## Begin EXCERPTED RECORDS
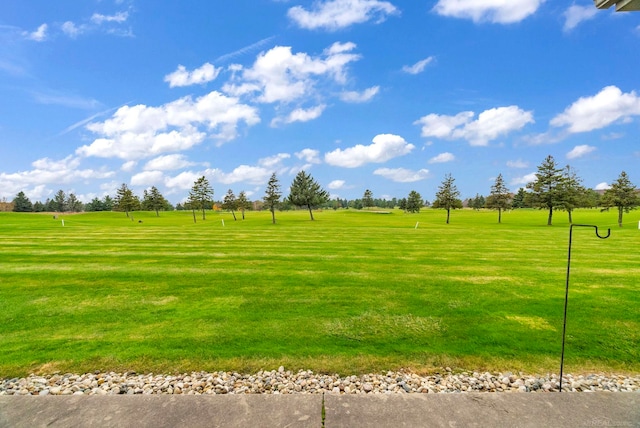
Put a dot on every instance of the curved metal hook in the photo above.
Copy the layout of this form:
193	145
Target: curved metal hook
596	230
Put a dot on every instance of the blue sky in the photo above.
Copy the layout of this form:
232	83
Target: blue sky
362	94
## End EXCERPTED RECORDS
GIVEN TASK: Reproduce the lines with every occurrence of "curved metal hook" renamed to "bent steel hook" and all other text unchanged, omitting the pictures.

ANSWER IN FULL:
Put a dot on every instance of the bent steel hook in the photo above.
Copy the layout of this form:
193	145
Target: bent steel hook
596	230
Put a dot on every instance of the blue sky in the photo above.
Copy the layout of this form:
232	83
Target: blue sky
362	94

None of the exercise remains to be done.